■ **Excerpted passage**
────────────────
The Holliday-Segar method
Malcolm Holliday and William Segar published this method in 1957. It calculates maintenance fluid requirements from metabolic expenditure rather than body weight alone. The underlying principle: for every 100 kcal a child burns, they need 100 mL of water.
The 4-2-1 rule is a bedside shortcut derived from it. Works well for most children between 3 and 50 kg. Outside that range, results are less reliable and clinical adjustment is needed.
The 4-2-1 rule
| Weight segment | Fluid per hour | Fluid per day |
|---|---|---|
| First 10 kg | 4 mL/kg/hr | 100 mL/kg/day |
| Next 10 kg (10-20 kg) | 2 mL/kg/hr | 50 mL/kg/day |
| Each kg above 20 kg | 1 mL/kg/hr | 20 mL/kg/day |
When to adjust
These are maintenance estimates for a well child. Fever adds roughly 12% per degree above 38°C. Significant insensible losses from burns, open wounds, or high ambient temperature push requirements up. SIADH, renal failure, or heart failure often require restriction to 60-75% of maintenance. Always reassess based on urine output, weight, and clinical response.
────────────────
■ **Extracted material**
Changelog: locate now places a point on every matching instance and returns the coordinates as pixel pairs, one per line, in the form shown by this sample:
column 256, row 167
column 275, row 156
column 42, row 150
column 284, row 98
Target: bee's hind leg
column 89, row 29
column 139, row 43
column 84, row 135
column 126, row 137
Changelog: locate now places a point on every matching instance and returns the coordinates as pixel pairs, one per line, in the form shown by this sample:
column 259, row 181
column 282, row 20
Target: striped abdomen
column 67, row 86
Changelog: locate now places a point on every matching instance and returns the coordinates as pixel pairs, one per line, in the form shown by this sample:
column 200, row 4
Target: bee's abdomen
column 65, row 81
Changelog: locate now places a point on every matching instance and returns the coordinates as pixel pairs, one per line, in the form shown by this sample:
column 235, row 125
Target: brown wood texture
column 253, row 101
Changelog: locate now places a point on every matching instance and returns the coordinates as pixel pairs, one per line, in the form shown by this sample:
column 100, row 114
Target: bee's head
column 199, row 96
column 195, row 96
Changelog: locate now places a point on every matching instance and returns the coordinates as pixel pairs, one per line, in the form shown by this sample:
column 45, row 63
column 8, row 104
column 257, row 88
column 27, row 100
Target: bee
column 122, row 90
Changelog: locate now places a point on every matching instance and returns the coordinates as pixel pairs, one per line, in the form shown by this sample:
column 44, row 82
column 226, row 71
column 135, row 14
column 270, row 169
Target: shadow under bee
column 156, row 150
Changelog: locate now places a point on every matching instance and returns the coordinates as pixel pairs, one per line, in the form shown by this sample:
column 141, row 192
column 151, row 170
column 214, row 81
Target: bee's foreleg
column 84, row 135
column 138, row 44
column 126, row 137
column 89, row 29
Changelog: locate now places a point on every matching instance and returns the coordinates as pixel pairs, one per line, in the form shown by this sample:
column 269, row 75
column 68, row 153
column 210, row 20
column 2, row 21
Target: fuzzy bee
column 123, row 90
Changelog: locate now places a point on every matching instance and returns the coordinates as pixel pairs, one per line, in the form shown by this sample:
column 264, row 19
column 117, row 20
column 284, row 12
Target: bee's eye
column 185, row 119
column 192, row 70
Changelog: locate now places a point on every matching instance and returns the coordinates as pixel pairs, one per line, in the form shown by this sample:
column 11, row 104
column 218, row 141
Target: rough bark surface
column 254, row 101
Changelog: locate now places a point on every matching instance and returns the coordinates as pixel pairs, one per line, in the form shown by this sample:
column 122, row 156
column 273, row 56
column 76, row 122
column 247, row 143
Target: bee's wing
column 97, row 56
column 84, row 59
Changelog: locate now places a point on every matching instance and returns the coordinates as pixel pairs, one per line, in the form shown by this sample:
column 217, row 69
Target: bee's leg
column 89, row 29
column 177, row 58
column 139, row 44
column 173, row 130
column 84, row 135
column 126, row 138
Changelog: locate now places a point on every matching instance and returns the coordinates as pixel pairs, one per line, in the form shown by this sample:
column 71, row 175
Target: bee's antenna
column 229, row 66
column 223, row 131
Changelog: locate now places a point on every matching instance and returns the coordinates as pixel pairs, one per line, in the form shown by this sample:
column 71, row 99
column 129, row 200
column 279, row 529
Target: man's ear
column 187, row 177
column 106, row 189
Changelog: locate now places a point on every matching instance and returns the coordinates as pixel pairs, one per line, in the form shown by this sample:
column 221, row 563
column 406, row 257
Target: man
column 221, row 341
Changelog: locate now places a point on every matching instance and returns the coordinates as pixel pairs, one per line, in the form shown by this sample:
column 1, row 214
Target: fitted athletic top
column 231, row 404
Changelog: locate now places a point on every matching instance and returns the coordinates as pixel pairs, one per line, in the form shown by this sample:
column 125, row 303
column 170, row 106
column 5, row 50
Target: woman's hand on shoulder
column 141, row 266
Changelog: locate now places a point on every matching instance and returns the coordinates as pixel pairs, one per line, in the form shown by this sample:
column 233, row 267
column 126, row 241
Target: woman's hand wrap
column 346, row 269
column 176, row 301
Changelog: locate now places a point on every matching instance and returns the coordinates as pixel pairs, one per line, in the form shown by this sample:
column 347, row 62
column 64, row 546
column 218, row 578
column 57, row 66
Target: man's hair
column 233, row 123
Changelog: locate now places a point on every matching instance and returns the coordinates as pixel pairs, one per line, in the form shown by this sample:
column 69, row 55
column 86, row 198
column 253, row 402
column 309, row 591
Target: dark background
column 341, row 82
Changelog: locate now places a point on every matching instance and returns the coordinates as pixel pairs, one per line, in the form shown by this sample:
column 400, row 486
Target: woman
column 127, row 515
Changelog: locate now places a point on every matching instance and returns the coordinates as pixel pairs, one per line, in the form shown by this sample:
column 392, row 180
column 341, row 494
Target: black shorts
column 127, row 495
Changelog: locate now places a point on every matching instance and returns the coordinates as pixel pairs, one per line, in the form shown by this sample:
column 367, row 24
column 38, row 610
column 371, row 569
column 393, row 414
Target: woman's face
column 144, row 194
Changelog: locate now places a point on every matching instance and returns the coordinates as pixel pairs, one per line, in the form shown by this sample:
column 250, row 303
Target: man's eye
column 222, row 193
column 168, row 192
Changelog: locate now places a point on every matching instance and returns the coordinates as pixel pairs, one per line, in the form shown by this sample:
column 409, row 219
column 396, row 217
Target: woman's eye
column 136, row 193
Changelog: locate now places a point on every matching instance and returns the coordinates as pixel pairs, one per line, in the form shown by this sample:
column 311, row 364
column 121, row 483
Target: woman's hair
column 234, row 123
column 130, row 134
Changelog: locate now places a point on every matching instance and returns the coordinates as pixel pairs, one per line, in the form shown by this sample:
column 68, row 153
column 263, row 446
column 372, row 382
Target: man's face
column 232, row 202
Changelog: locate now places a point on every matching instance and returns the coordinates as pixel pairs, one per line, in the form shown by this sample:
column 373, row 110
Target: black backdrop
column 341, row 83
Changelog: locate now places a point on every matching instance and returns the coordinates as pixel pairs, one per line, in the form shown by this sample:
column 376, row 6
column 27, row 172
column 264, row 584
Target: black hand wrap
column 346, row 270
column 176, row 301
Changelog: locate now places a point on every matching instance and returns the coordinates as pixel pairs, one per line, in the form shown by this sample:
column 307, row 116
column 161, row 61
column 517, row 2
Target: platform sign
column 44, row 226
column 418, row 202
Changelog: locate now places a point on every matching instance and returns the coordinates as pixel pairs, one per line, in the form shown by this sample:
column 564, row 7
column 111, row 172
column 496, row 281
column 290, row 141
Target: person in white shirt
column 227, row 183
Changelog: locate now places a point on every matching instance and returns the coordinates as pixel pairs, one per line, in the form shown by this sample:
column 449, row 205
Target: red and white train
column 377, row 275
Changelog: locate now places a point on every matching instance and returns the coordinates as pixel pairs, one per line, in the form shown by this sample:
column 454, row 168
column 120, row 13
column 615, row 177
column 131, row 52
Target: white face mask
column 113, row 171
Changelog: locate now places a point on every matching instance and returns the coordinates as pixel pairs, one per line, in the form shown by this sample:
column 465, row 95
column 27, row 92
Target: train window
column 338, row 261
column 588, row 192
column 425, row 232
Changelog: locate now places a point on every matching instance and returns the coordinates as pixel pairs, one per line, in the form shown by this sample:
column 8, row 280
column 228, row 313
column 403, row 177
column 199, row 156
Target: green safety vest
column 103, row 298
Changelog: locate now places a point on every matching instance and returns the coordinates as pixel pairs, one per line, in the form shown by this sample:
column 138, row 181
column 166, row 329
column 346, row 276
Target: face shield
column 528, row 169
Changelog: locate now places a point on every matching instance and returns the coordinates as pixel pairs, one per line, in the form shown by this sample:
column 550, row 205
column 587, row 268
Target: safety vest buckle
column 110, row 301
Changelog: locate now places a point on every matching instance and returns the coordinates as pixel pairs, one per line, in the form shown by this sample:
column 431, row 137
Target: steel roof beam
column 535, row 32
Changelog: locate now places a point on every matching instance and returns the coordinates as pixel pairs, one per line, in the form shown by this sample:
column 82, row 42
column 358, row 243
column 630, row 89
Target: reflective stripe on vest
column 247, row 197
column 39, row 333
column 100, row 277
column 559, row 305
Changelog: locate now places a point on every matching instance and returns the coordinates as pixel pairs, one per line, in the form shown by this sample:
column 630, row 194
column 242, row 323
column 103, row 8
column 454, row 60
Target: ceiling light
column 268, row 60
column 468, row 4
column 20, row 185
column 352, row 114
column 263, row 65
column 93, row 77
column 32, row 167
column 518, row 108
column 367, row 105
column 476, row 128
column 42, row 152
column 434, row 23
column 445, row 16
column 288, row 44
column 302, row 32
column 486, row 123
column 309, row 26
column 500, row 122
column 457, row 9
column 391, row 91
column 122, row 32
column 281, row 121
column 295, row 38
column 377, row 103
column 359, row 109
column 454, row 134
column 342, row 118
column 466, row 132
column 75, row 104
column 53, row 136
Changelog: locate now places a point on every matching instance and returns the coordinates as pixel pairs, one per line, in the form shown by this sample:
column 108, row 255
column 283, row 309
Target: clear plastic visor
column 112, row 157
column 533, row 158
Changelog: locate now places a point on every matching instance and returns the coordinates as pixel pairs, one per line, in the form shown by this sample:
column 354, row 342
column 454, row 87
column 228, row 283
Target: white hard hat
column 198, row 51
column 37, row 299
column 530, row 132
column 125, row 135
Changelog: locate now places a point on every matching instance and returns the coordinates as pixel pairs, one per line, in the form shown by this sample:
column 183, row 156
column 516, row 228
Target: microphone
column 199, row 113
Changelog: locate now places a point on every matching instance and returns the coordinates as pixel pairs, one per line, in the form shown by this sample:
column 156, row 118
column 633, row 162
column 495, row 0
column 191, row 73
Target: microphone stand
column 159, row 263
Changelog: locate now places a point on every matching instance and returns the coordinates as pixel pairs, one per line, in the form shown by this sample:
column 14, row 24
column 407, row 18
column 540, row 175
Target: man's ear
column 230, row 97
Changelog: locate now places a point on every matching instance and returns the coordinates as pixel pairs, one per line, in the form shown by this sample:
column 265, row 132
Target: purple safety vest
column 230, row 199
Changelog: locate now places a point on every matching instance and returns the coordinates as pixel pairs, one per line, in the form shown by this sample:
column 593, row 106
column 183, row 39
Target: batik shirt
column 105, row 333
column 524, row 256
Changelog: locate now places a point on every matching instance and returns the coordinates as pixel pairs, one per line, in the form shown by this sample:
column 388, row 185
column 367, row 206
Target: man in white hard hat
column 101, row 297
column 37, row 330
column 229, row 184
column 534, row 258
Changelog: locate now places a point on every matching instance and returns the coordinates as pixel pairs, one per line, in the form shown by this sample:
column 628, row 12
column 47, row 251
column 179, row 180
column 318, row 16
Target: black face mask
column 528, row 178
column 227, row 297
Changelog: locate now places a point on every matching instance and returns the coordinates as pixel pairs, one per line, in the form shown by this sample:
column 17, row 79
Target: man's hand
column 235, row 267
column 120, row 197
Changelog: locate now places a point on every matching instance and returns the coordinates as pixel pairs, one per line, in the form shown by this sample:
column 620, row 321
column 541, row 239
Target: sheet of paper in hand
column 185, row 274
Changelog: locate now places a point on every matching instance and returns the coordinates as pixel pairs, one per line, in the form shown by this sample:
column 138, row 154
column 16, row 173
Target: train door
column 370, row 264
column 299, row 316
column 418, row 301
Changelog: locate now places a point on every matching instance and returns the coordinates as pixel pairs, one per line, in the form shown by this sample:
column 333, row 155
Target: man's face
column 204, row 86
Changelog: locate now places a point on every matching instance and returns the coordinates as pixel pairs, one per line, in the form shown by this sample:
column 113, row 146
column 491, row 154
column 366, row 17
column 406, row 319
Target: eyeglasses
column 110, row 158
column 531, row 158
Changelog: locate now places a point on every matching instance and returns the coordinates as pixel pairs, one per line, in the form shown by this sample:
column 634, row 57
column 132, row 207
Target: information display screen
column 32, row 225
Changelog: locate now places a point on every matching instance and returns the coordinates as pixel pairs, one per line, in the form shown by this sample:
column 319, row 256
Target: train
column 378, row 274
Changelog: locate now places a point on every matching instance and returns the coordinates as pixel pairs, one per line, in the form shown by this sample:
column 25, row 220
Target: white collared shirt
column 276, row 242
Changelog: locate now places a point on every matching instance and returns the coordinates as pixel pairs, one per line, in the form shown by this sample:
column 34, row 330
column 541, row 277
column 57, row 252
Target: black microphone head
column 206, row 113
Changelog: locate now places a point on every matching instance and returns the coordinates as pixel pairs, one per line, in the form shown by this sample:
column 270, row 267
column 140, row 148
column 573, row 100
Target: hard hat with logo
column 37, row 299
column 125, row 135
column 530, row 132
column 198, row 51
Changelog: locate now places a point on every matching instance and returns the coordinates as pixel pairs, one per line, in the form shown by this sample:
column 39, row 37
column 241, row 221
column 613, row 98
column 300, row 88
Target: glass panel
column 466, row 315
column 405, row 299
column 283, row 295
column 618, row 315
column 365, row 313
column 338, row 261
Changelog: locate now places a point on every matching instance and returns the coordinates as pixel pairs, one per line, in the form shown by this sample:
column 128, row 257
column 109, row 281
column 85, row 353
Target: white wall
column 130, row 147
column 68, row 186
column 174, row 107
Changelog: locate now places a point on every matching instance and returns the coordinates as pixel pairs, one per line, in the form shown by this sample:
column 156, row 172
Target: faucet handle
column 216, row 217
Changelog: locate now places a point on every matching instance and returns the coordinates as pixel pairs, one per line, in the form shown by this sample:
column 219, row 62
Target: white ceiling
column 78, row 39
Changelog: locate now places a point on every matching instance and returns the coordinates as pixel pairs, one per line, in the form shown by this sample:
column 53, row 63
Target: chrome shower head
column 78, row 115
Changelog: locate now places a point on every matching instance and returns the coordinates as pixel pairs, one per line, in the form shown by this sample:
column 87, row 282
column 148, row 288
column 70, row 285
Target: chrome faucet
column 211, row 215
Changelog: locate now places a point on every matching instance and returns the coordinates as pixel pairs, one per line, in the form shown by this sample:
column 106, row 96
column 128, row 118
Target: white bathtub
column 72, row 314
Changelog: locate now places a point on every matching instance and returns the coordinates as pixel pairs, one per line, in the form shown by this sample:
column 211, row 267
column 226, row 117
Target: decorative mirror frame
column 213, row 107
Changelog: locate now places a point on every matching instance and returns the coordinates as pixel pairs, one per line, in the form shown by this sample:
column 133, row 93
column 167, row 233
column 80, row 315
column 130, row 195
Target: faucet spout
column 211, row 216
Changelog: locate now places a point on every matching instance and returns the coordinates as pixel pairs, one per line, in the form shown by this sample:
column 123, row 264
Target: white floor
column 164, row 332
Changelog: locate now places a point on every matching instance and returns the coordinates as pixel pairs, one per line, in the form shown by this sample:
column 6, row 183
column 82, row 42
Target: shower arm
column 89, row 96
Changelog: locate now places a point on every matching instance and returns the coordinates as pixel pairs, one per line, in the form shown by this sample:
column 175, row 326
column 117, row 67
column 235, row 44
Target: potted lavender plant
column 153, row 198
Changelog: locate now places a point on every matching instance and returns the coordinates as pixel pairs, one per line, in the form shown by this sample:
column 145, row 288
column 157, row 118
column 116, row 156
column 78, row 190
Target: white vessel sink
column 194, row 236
────────────────
■ **Exercise instructions**
A - Copy the Holliday-Segar text from "The 4-2-1 rule is" through "and clinical response.", swapping "well child" for "healthy child".
B - Put this sentence from the Holliday-Segar text into Spanish: "Fever adds roughly 12% per degree above 38°C."
The entries were drawn from a separate source, not from the Holliday-Segar text.

■ **Per-task answers**
A -
The 4-2-1 rule is a bedside shortcut derived from it. Works well for most children between 3 and 50 kg. Outside that range, results are less reliable and clinical adjustment is needed.
The 4-2-1 rule
| Weight segment | Fluid per hour | Fluid per day |
|---|---|---|
| First 10 kg | 4 mL/kg/hr | 100 mL/kg/day |
| Next 10 kg (10-20 kg) | 2 mL/kg/hr | 50 mL/kg/day |
| Each kg above 20 kg | 1 mL/kg/hr | 20 mL/kg/day |
When to adjust
These are maintenance estimates for a healthy child. Fever adds roughly 12% per degree above 38°C. Significant insensible losses from burns, open wounds, or high ambient temperature push requirements up. SIADH, renal failure, or heart failure often require restriction to 60-75% of maintenance. Always reassess based on urine output, weight, and clinical response.

B - La fiebre añade aproximadamente un 12 % por grado por encima de 38 °C.